Requirement: Please list every line of the items below that contains the string "railing", copying each such line in full. Case matters.

Coordinate labeling data:
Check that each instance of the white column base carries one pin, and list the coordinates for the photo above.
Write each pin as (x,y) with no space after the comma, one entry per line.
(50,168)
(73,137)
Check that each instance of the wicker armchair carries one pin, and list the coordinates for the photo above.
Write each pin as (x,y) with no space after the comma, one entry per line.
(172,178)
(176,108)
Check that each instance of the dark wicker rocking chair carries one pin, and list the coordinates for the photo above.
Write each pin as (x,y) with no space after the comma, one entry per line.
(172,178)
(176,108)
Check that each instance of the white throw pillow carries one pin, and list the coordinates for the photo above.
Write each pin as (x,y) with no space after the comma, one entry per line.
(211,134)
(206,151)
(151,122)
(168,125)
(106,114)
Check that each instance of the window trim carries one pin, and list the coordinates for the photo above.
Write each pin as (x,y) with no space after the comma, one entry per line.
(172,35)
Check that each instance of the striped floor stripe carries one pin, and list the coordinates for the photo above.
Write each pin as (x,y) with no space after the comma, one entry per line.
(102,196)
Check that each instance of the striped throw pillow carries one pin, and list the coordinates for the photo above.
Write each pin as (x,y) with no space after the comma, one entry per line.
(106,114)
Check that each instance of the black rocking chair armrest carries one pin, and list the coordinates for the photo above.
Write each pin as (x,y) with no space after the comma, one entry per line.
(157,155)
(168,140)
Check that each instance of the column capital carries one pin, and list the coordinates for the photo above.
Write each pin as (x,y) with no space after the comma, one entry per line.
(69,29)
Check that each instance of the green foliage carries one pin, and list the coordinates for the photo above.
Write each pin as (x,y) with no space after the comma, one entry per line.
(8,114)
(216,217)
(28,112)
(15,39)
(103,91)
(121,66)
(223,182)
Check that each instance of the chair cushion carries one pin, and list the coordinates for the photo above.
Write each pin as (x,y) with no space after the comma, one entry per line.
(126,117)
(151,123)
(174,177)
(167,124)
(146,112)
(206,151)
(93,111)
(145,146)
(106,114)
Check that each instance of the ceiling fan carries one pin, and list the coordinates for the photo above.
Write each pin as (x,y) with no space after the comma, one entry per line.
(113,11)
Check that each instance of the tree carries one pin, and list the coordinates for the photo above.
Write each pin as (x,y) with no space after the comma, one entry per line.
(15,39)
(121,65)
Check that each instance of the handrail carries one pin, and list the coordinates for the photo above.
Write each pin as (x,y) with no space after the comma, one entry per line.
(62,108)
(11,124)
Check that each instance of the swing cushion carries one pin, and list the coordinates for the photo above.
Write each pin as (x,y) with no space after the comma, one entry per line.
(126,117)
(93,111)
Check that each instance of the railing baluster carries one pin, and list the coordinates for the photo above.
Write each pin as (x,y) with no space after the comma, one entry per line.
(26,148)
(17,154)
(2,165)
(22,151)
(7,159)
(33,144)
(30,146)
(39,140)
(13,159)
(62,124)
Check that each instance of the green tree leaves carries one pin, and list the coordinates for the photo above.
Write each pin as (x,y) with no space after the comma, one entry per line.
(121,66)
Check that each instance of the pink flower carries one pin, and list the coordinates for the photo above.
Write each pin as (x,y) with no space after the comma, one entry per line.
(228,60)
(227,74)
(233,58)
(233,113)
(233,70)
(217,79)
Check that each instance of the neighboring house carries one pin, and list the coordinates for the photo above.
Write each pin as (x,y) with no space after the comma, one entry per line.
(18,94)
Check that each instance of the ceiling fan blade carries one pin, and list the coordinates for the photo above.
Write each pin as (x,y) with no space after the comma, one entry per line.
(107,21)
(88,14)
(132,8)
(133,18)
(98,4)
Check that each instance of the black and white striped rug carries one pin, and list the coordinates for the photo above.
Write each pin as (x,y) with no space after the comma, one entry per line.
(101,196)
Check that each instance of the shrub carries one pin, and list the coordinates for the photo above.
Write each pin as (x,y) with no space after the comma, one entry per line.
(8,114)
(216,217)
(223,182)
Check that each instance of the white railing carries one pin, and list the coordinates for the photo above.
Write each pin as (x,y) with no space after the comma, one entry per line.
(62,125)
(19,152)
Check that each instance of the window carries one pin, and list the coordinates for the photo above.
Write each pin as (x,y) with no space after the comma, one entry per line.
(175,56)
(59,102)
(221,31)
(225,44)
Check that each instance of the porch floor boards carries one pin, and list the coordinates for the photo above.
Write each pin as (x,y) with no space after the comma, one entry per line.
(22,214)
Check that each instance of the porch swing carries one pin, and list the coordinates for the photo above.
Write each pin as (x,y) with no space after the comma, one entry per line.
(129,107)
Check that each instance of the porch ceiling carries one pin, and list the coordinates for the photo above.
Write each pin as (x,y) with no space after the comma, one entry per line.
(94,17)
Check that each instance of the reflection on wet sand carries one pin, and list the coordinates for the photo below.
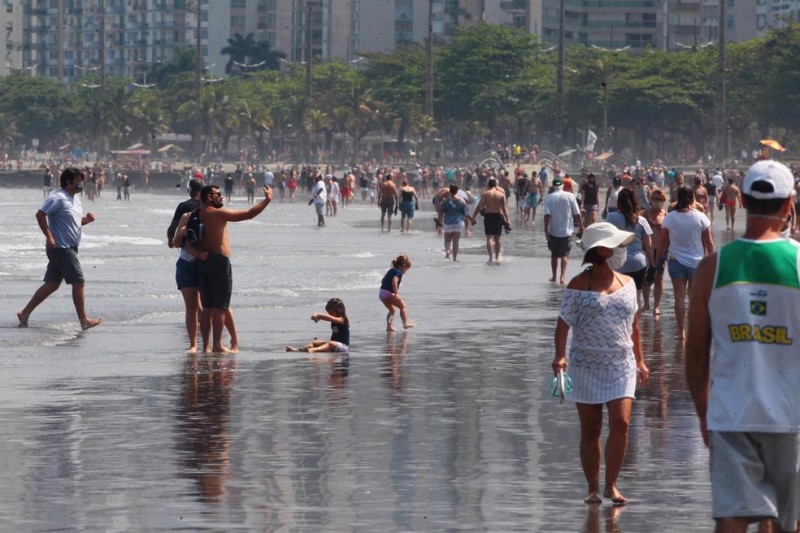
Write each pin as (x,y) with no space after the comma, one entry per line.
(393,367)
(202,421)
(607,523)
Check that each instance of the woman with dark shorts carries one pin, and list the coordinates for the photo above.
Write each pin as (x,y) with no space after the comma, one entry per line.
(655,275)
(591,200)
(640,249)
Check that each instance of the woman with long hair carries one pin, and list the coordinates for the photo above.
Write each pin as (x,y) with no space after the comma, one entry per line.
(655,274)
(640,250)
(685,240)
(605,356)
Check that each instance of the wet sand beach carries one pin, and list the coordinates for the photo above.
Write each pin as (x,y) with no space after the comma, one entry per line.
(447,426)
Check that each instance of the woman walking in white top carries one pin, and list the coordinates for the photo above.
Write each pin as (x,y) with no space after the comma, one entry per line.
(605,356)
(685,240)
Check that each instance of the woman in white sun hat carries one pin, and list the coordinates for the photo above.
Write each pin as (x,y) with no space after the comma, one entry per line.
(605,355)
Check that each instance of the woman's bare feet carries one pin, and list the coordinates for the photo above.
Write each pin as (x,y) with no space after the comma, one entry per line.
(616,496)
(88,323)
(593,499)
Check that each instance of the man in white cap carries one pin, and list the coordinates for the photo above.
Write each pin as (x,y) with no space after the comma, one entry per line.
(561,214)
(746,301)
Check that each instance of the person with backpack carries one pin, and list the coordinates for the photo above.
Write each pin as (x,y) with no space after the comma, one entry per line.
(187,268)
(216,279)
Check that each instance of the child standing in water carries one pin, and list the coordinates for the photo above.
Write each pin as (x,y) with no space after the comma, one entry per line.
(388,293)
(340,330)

---

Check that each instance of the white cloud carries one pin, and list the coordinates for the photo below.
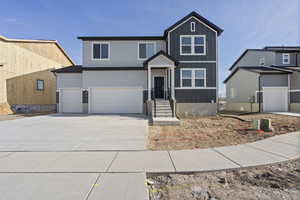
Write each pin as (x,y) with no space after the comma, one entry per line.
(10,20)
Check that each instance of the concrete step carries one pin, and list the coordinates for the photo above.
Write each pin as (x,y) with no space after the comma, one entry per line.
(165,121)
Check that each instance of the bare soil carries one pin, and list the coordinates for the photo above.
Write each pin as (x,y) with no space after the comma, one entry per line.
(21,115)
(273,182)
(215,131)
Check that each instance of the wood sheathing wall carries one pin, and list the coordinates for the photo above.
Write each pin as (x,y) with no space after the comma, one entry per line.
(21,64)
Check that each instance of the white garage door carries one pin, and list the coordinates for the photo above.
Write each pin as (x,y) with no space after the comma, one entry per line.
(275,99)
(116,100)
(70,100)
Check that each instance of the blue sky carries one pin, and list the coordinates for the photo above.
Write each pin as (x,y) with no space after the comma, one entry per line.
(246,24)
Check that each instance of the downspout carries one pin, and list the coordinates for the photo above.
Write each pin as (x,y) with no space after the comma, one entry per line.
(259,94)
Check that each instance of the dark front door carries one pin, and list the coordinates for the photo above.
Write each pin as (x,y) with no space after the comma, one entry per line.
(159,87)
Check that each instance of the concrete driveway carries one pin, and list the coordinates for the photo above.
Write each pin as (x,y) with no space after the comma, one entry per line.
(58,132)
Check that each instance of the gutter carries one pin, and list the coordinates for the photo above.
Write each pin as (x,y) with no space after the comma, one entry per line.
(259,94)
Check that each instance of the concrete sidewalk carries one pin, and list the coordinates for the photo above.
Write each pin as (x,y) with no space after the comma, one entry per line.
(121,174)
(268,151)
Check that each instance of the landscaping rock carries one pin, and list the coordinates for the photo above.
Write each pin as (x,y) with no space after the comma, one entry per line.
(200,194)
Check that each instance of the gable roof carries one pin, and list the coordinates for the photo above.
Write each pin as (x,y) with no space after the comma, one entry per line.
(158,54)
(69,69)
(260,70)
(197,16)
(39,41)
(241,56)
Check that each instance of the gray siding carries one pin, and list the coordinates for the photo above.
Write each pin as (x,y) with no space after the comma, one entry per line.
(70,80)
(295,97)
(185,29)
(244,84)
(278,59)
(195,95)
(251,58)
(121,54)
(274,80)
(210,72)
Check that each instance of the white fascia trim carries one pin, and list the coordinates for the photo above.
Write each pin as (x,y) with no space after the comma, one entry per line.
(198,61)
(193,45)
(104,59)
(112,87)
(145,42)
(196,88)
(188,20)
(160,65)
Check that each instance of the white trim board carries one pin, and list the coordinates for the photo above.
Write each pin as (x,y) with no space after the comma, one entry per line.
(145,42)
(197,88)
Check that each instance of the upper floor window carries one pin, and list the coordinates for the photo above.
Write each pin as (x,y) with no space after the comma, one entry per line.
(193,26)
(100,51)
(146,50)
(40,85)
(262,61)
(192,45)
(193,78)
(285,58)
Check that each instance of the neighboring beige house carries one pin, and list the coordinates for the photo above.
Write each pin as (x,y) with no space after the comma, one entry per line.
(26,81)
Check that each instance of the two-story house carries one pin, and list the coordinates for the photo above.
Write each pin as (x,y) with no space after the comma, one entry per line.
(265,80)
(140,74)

--

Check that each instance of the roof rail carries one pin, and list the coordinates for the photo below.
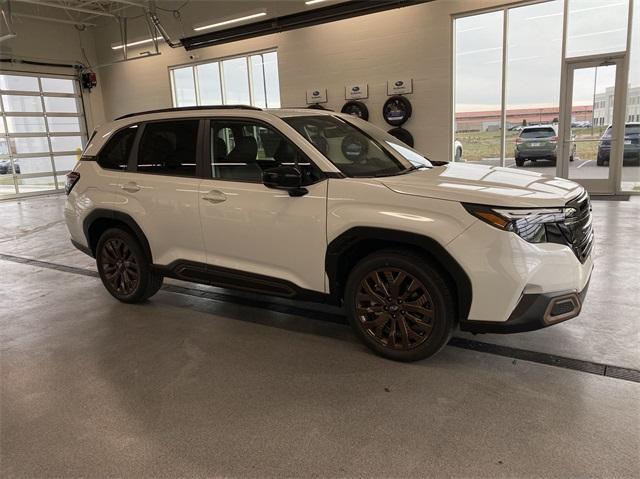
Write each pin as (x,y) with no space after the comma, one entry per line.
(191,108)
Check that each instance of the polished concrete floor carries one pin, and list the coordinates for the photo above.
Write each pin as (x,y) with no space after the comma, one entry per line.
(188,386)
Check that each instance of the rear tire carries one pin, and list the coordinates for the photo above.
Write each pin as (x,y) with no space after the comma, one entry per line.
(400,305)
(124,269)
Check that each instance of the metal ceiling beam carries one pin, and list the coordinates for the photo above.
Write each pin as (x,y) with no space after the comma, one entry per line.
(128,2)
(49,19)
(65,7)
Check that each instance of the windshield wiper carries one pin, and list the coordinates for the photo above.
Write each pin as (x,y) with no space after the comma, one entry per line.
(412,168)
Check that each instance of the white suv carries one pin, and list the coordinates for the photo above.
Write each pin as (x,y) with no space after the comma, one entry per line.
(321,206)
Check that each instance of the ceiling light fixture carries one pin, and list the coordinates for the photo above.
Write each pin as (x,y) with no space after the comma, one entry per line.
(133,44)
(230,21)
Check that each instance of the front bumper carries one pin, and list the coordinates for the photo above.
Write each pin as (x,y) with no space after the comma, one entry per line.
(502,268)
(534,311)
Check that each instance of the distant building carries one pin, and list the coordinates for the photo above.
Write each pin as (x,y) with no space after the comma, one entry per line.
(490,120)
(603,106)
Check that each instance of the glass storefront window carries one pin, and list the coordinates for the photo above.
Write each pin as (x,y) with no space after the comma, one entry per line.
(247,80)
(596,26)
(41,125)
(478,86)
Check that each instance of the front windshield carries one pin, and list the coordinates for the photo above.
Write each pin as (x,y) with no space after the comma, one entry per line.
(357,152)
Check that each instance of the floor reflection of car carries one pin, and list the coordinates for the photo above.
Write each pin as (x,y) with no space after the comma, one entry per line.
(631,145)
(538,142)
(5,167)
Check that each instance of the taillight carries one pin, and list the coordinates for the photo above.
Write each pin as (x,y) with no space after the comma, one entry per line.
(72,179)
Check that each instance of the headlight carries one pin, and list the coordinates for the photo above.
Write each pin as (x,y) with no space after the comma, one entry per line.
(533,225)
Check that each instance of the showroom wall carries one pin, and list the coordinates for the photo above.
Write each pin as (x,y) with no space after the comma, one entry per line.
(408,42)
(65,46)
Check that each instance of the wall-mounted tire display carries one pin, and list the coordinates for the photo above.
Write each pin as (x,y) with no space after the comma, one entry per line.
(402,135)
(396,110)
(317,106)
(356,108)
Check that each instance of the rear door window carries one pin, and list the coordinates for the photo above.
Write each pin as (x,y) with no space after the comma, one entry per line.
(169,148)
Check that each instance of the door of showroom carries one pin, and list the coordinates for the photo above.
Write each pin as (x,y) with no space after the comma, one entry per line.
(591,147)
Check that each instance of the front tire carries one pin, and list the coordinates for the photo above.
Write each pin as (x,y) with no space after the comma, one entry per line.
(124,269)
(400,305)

In response:
Check that each instance of the railing baluster carries one pin, and list the coordinates for the photo above.
Check that each instance of the white railing carries one pin, and list the coordinates for the photo above.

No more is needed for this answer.